Aim >> Every line of the material that follows must be printed again exactly.

Record list >>
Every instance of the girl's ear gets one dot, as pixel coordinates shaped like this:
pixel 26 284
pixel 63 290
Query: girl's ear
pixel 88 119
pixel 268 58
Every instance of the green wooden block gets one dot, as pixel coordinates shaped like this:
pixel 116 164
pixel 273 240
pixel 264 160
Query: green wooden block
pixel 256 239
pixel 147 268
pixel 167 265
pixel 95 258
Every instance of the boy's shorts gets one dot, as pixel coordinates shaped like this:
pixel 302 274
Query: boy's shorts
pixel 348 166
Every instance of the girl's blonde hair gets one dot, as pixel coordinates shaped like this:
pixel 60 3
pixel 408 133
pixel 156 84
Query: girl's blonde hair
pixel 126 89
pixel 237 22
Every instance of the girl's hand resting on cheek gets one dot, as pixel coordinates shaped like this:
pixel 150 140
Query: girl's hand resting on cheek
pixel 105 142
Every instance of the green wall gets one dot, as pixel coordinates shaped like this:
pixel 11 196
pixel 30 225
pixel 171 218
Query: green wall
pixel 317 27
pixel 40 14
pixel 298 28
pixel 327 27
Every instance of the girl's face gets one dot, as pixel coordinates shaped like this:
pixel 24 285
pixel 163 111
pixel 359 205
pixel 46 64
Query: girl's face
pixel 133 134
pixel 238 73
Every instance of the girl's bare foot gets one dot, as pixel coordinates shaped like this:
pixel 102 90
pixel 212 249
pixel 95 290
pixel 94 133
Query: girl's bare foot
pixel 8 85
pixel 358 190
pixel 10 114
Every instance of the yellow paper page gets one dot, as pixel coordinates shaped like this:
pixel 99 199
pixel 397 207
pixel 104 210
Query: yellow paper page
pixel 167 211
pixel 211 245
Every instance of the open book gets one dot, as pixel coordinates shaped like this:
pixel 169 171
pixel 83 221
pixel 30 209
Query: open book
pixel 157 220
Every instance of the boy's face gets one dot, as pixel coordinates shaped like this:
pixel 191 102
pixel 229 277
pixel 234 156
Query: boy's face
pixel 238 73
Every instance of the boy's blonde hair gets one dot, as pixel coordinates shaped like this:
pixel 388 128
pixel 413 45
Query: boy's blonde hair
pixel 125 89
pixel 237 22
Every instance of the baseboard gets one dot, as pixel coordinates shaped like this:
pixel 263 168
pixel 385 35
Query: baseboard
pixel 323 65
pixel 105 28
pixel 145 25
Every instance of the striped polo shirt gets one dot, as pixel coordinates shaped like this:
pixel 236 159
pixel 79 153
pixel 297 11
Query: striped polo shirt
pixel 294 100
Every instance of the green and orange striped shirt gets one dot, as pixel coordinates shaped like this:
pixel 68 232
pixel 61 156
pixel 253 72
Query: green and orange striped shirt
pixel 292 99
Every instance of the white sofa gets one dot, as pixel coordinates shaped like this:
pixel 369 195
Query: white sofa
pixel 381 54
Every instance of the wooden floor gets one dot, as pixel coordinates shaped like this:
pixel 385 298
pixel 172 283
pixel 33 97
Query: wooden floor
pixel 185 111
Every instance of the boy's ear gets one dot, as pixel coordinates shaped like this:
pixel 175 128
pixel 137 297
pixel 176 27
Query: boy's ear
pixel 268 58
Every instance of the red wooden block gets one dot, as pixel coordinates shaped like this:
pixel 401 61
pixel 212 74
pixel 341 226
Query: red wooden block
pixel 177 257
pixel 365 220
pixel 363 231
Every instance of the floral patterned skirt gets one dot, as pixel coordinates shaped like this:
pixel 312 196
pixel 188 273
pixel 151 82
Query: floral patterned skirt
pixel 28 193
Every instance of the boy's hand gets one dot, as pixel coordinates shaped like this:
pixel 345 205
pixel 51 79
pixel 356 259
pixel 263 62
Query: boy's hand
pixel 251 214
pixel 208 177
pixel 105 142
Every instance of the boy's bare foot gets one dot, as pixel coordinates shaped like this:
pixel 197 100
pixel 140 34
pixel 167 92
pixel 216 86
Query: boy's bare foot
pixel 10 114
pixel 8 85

The completed task >>
Every instance of the girl's ear gets one dot, as pixel coordinates shaped like this:
pixel 26 284
pixel 63 290
Query: girl's ear
pixel 88 119
pixel 268 58
Every instance of the green wooden block gets one dot, as pixel coordinates shaped like this:
pixel 116 164
pixel 273 240
pixel 264 160
Query: green wooden block
pixel 256 239
pixel 147 268
pixel 167 265
pixel 95 258
Every instance of the boy's shorts gets one dot, as pixel coordinates shaped like this:
pixel 302 274
Query: boy's shorts
pixel 348 166
Every instance of the girl's blonde hair gets one dot, as pixel coordinates shaped like this:
pixel 60 3
pixel 408 133
pixel 156 84
Query: girl's blonde hair
pixel 126 89
pixel 237 22
Every instance of the girl's hand resting on cheek gets one dot, as pixel coordinates shaped like this:
pixel 150 140
Query: girl's hand resting on cheek
pixel 105 142
Every instance of the green wall gets one dot, as pixel coordinates shaped like this:
pixel 11 196
pixel 30 225
pixel 171 218
Query: green wall
pixel 317 27
pixel 40 14
pixel 298 28
pixel 327 27
Every instance of the girl's face gets one dot, as pixel coordinates shaped like this:
pixel 24 285
pixel 163 111
pixel 359 205
pixel 46 64
Query: girl's face
pixel 133 134
pixel 238 73
Every instance of the girl's bare foot gets one dot, as pixel coordinates shaped like this:
pixel 102 90
pixel 212 249
pixel 95 290
pixel 94 133
Query: girl's bare foot
pixel 8 85
pixel 358 190
pixel 10 114
Every instance of the yellow paper page gets one dot, as pixel coordinates shaped like this:
pixel 99 199
pixel 397 207
pixel 104 210
Query: yellow paper page
pixel 167 211
pixel 211 245
Every instance of the open book gets one dot, as pixel coordinates shaped like this:
pixel 169 171
pixel 83 221
pixel 30 209
Query: open book
pixel 157 220
Every instance of the boy's face gets one dot, as pixel coordinates shaped like this:
pixel 191 102
pixel 229 277
pixel 234 156
Query: boy's face
pixel 238 73
Every instance of the boy's blonde hair gets one dot, as pixel coordinates shaped like this:
pixel 388 128
pixel 413 45
Query: boy's blonde hair
pixel 125 89
pixel 237 22
Every instance of the baseboard gets one dot, as pixel coordinates shaped like this:
pixel 263 168
pixel 385 35
Query: baseboard
pixel 323 65
pixel 105 28
pixel 145 25
Every instance of the striped polo shirt gets one dot, as pixel coordinates shaped like this:
pixel 236 159
pixel 79 153
pixel 297 11
Query: striped polo shirt
pixel 294 100
Every instance of the green and orange striped shirt gets one dot, as pixel coordinates shaped like this:
pixel 68 232
pixel 61 156
pixel 253 72
Query: green and orange striped shirt
pixel 292 99
Every instance of the white sofa gets one dot, as pixel coordinates shaped like this:
pixel 369 195
Query: white sofa
pixel 381 54
Every instance of the wooden floor gets one dot, as pixel coordinates shaped like this:
pixel 385 298
pixel 172 283
pixel 33 97
Query: wooden floor
pixel 185 111
Every instance of the boy's ear gets one dot, as pixel coordinates shaped like this:
pixel 175 128
pixel 137 297
pixel 176 27
Query: boy's ear
pixel 268 58
Every instance of the red wooden block gets one dot, as pixel coordinates shaped like this:
pixel 401 61
pixel 212 74
pixel 341 226
Query: red wooden block
pixel 177 257
pixel 365 220
pixel 363 231
Every instance of the floral patterned skirt gets one dot, as pixel coordinates shaped like this:
pixel 312 196
pixel 188 273
pixel 151 82
Query: floral patterned skirt
pixel 28 193
Every instance of the boy's hand gets one dot, as pixel coordinates shaped like this:
pixel 345 205
pixel 51 79
pixel 356 259
pixel 263 62
Query: boy's hand
pixel 251 214
pixel 208 177
pixel 105 142
Every instance of the boy's bare foot gets one dot, as pixel coordinates shaped like this:
pixel 197 100
pixel 140 34
pixel 167 92
pixel 216 86
Query: boy's bare foot
pixel 10 114
pixel 8 85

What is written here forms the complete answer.